Activity =>
Lines holding the word "jersey" are the ones to copy from the data below.

Referring expression data
○ ○ ○ ○ ○ ○ ○
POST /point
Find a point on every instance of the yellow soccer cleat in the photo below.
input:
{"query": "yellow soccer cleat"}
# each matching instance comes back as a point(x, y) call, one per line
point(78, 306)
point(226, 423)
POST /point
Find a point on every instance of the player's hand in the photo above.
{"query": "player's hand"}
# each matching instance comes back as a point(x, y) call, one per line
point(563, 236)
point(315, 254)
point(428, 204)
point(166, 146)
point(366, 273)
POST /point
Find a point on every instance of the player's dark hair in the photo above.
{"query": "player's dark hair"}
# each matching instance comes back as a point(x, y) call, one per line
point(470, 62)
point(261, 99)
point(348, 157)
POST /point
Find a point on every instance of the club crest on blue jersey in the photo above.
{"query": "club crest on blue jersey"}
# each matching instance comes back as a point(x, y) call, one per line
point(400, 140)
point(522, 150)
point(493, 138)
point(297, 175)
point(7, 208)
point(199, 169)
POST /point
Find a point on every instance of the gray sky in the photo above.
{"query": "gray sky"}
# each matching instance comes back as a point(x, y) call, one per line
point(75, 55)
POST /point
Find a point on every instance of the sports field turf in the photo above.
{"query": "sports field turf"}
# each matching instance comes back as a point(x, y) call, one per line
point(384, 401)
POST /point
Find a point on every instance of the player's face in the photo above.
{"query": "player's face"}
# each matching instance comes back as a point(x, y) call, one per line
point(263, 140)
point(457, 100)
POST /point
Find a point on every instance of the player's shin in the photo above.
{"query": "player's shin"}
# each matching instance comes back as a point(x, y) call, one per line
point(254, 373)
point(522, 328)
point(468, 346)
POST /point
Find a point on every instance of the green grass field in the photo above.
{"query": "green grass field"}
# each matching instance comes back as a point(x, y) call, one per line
○ ○ ○ ○ ○ ○ ○
Result =>
Find a point on every instance of the club crest on blue jersey in the photo above.
{"query": "club crest on blue jersey"}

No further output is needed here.